++++ Data extracts ++++
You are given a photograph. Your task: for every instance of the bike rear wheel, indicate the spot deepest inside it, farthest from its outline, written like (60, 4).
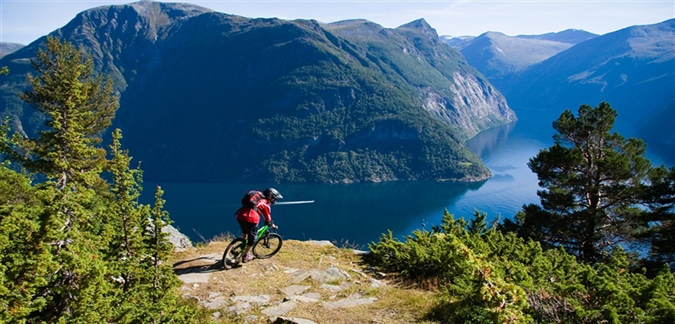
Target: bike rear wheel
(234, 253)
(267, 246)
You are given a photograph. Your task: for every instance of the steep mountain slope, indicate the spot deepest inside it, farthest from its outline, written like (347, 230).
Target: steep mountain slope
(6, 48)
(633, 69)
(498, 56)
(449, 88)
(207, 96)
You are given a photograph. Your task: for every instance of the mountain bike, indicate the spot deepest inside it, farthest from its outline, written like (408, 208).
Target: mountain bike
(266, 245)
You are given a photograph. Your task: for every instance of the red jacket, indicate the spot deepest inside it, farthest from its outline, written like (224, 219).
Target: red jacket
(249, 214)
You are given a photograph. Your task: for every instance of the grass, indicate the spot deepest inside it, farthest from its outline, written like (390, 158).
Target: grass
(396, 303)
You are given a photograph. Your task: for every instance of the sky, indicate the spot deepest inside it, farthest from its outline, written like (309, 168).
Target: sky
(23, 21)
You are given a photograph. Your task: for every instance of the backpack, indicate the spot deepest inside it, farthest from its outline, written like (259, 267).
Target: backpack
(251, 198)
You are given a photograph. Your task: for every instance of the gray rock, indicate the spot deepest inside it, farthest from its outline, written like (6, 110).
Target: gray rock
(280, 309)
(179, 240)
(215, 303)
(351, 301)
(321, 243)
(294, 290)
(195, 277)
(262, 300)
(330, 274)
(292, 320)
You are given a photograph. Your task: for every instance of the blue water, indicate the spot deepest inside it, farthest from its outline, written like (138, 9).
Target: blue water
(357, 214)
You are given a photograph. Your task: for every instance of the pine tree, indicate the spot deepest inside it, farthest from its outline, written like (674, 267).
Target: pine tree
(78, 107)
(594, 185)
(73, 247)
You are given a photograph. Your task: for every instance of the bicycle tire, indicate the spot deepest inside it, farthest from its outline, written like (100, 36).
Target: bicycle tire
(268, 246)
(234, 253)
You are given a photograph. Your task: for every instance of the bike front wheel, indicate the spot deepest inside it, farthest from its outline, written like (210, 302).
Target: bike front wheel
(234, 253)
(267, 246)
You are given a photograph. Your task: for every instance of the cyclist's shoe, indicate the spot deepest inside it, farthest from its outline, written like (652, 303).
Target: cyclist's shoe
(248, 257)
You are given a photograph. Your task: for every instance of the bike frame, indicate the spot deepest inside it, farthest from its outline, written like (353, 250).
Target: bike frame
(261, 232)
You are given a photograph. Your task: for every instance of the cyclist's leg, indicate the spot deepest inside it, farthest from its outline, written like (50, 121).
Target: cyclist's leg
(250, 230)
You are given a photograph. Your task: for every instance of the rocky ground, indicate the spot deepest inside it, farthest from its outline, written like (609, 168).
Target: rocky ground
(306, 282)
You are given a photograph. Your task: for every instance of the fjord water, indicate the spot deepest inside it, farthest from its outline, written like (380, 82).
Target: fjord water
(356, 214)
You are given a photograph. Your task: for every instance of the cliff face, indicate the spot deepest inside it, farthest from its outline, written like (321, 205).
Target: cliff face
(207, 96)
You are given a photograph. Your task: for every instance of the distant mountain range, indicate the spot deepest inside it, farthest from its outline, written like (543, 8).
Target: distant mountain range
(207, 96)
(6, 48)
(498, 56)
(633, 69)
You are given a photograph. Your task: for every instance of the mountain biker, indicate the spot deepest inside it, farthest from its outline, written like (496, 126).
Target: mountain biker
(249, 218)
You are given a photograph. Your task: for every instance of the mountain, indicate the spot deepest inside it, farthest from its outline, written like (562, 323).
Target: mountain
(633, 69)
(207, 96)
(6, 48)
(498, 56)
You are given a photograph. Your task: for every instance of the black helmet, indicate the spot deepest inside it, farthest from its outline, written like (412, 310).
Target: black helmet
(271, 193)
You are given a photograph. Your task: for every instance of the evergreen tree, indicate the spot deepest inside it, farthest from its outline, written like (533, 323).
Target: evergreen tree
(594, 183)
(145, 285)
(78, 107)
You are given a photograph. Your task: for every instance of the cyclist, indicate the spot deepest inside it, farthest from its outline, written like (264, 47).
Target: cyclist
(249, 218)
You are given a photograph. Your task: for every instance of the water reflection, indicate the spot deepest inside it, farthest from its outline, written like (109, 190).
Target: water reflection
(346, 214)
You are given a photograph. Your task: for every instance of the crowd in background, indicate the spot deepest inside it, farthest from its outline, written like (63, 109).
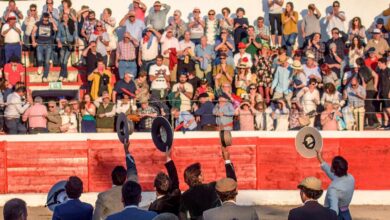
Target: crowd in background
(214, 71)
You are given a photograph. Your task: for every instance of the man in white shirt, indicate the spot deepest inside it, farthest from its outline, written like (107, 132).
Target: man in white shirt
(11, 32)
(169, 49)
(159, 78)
++++
++++ Data extracts ++++
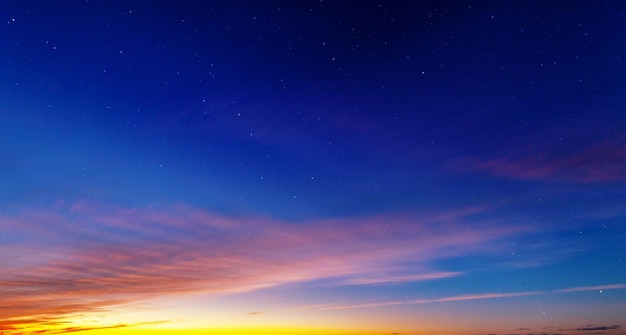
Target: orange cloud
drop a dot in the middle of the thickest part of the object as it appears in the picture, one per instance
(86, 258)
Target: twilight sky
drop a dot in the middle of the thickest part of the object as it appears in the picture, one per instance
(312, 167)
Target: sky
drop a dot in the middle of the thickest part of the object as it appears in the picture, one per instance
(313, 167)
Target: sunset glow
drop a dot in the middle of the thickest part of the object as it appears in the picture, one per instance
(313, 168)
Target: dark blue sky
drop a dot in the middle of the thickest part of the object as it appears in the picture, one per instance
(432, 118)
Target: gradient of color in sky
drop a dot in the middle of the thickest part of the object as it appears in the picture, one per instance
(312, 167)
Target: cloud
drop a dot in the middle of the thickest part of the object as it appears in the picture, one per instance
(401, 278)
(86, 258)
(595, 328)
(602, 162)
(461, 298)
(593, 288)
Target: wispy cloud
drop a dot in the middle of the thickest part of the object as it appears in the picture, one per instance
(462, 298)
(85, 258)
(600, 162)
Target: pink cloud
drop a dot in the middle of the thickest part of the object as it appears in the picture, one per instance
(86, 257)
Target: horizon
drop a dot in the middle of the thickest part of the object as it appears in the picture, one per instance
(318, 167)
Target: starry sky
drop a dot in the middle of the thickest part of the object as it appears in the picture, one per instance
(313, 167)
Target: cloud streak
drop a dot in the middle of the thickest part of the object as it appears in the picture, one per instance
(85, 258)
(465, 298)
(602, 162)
++++
• Goal of the exercise:
Which lines of the listing include the string "cloud"? Pull them out.

• Solution to the problem:
Target: orange cloud
Target: cloud
Target: wispy cloud
Target: pink cloud
Target: cloud streak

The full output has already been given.